**Задания к упражнению**.
a. Определите, согласуются ли с текстом о судьбе отца утверждения ниже, и на каждое ответьте «да» или «нет», подкрепив ответ точной цитатой из этого текста. (i) Письмо Сталину было написано на немецком языке. (ii) На письмо Сталину пришел ответ. (iii) Подобранный у тюрьмы камешек хранился рядом с фотографией отца больше года.
b. Напишите продолжение текста о судьбе отца, начиная сразу после его последнего предложения.

**Текст для анализа**.

================================

Мы начали наводить справки о судьбе отца и отправились в бюро пропусков НКВД на Кузнецком Мосту, дом 24. Около двух недель мы ежедневно наведывались туда, долго стояли в очереди у окошка, однако получали стереотипный ответ: сведений о нем никаких нет. Наконец нам сказали, что отец в тюрьме «Лефортово», значит, жив, и мы отправились туда, чтобы узнать о правилах передачи весточек и продуктов. У приемного окошка тюрьмы мы застали печальные фигуры с авоськами и корзинками. Пока мы стояли в молчаливой длинной очереди, я подобрал на дорожке, ведущей к окошку, камешек, который больше года хранил рядом с фотографией отца.
Тогда я написал свое первое письмо Сталину с просьбой разобраться в деле моего отца, который, как я знаю, не мог быть врагом народа, будучи честным патриотом советской родины. Письмо на немецком языке я опустил в почтовый ящик в бюро пропусков на Кузнецком Мосту. Ответа так и не было.
До перевода в одиночную камеру СИЗО «Лефортово» отец содержался во внутренней тюрьме, связанной туннелем со зданием Наркомата внутренних дел на площади Дзержинского. Его несколько суток держали в узком вертикальном ящике, в котором невозможно было даже пошевелиться, лишали сна, морили голодом, не давали пить. Помогло то, что у него были туфли большого размера, ибо ноги распухли до крайнего предела. Избивали, угрожали расстрелом...

================================

**Исходные данные**.

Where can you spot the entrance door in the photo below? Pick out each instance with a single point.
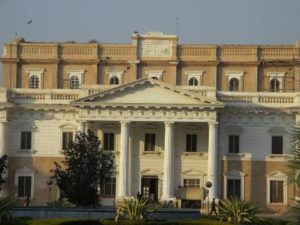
(150, 187)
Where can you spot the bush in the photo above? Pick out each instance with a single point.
(237, 212)
(6, 205)
(135, 211)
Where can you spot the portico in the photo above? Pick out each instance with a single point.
(152, 107)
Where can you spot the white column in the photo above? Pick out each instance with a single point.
(82, 127)
(212, 175)
(2, 139)
(168, 188)
(124, 159)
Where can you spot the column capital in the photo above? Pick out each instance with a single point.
(125, 121)
(169, 123)
(213, 123)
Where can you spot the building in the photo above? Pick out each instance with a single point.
(174, 116)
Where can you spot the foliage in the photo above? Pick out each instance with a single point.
(60, 203)
(3, 169)
(135, 211)
(6, 205)
(84, 169)
(236, 212)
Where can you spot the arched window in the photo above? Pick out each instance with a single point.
(193, 82)
(274, 85)
(234, 84)
(114, 80)
(34, 82)
(74, 82)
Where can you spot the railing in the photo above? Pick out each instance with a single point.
(196, 52)
(259, 98)
(46, 96)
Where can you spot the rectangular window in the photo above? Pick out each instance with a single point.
(149, 142)
(109, 187)
(277, 144)
(24, 186)
(234, 144)
(67, 139)
(26, 140)
(191, 183)
(276, 191)
(109, 141)
(191, 142)
(233, 188)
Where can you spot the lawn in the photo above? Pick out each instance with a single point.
(204, 221)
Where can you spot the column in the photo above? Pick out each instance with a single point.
(2, 139)
(168, 189)
(82, 127)
(212, 175)
(124, 159)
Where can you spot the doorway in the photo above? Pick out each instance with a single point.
(150, 187)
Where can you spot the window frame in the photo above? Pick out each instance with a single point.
(25, 172)
(189, 147)
(150, 147)
(234, 175)
(113, 134)
(230, 148)
(277, 176)
(273, 147)
(26, 140)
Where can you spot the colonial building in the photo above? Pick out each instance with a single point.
(174, 116)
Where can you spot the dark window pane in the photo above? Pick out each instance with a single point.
(233, 188)
(276, 191)
(109, 141)
(191, 142)
(26, 140)
(67, 139)
(234, 144)
(277, 144)
(149, 144)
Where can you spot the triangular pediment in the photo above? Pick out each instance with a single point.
(146, 92)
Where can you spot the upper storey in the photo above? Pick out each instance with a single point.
(238, 68)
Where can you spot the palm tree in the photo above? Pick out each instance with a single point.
(294, 166)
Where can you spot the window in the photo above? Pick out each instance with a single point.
(274, 85)
(109, 141)
(24, 186)
(34, 82)
(191, 142)
(149, 142)
(234, 144)
(109, 187)
(74, 82)
(114, 80)
(276, 191)
(277, 144)
(193, 82)
(234, 84)
(67, 139)
(26, 140)
(191, 183)
(233, 188)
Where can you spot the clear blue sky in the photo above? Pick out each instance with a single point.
(200, 21)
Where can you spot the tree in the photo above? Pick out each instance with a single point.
(3, 169)
(83, 170)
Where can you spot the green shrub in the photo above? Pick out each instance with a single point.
(6, 205)
(135, 211)
(236, 211)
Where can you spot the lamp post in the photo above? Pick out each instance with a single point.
(208, 185)
(49, 182)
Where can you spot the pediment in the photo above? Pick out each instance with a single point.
(146, 92)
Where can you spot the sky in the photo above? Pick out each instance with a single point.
(113, 21)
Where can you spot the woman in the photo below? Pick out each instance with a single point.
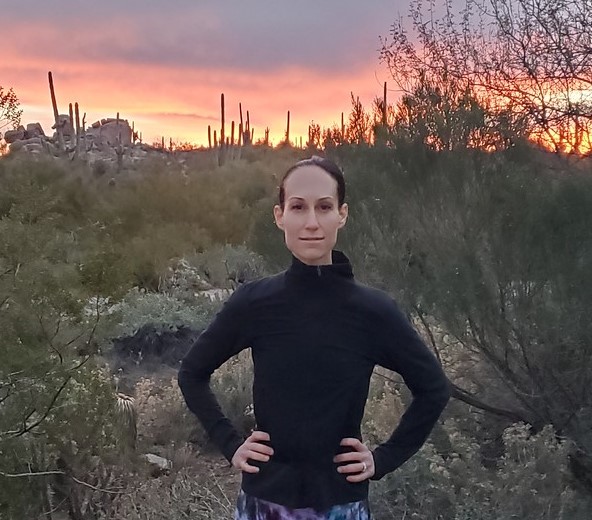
(316, 336)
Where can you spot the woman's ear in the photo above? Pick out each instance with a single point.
(343, 213)
(278, 215)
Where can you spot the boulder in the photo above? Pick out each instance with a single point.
(34, 148)
(10, 136)
(34, 130)
(110, 133)
(24, 143)
(65, 125)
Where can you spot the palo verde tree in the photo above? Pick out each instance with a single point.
(56, 405)
(530, 58)
(10, 112)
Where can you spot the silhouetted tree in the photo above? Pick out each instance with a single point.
(530, 57)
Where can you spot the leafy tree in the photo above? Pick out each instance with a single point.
(532, 58)
(10, 112)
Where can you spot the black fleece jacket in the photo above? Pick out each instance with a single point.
(315, 335)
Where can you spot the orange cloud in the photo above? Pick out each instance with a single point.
(180, 102)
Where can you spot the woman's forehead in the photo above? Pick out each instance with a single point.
(310, 181)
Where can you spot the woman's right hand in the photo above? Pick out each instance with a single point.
(254, 449)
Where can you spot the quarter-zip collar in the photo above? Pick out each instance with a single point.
(340, 269)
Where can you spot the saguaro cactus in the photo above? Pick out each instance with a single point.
(221, 152)
(61, 145)
(384, 111)
(288, 129)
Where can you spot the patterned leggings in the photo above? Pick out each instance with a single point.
(251, 508)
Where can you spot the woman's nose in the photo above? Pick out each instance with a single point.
(311, 219)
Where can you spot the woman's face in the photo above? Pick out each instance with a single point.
(311, 215)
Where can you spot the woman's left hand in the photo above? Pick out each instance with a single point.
(359, 464)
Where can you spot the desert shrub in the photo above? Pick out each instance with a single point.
(179, 495)
(530, 481)
(227, 266)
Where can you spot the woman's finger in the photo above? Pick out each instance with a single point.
(247, 468)
(256, 455)
(258, 435)
(353, 443)
(349, 457)
(259, 448)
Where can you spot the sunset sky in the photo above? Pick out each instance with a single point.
(163, 65)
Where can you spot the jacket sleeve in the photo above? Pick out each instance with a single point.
(226, 336)
(401, 349)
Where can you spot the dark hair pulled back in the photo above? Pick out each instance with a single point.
(325, 164)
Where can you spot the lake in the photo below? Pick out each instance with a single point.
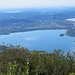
(47, 40)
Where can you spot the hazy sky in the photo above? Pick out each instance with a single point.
(35, 3)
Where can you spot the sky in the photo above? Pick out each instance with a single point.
(36, 3)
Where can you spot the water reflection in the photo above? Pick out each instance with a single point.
(40, 40)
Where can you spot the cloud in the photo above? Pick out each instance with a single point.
(35, 3)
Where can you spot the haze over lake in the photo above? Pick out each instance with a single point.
(40, 40)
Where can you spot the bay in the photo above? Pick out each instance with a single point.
(47, 40)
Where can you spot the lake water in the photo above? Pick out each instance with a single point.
(47, 40)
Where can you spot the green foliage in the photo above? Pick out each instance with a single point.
(20, 61)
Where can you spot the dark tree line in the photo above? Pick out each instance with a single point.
(21, 61)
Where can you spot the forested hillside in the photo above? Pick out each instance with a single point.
(20, 61)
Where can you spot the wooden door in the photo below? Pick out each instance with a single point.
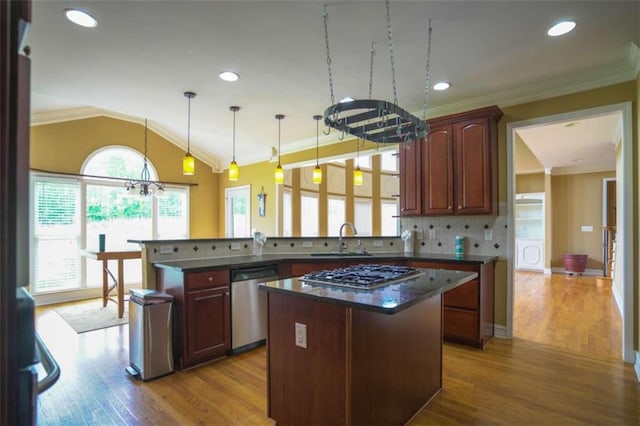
(410, 178)
(437, 172)
(208, 324)
(473, 158)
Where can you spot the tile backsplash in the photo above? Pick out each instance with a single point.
(484, 235)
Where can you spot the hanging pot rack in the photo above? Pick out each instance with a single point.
(376, 120)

================================

**Письменные ответы**.
a.
(i) Да: «Письмо на немецком языке я опустил в почтовый ящик в бюро пропусков на Кузнецком Мосту».
(ii) Нет: «Ответа так и не было».
(iii) Да: «я подобрал на дорожке, ведущей к окошку, камешек, который больше года хранил рядом с фотографией отца».

b.
Когда отца перевели из внутренней тюрьмы НКВД в «Лефортово», условия его содержания в первое время не улучшились. В знак протеста против произвола и применения физических пыток при следствии отцу пришлось объявить голодовку и рапортом на имя начальника тюрьмы потребовать замены следователя. Отца убеждали оговорить себя. Обещали «всего десять лет лагерей» и в этом случае «не тронуть жену и сына». Мы, конечно, не знали, что с ним происходит. Весточек от него мы ни разу не получали. И писать он об этом не стал бы...
Много тяжелых испытаний, духовных и физических, перенес отец в тюрьме. Он был мужественным, бесстрашным человеком, и у него был сильный характер. Отец не сломался и не согнулся. Спина отца была изуродована следами побоев, но он не оговорил ни себя, ни других.
Как это делают все заключенные в мире, отец ходил взад-вперед по своей камере и мучительно думал о том, что могло послужить основанием для ареста, инкриминируемых ему преступлений.
Сегодня мы знаем больше. Надо было не так много, чтобы поддаться укоренившемуся в те годы пороку подозрительности и шпиономании. Основание? Только выбирай: левый уклон, правый уклон, троцкизм, слабость к деньгам, слишком большой интерес к женщинам, небезразличное отношение к мужчинам, связь с иностранной разведкой... Резидент, дела которого идут плохо, подозревается в саботаже; если же его агентура работает хорошо — бдительность, должно быть, он завербован, ведь противоестественно, что у него нет провалов.
Как позже мне стало известно, отец был отозван в Советский Союз в связи с предательством в 1937 году В. Кривицкого, бывшего офицера Разведупра Красной армии, нелегального резидента НКВД в Нидерландах, знавшего отца лично.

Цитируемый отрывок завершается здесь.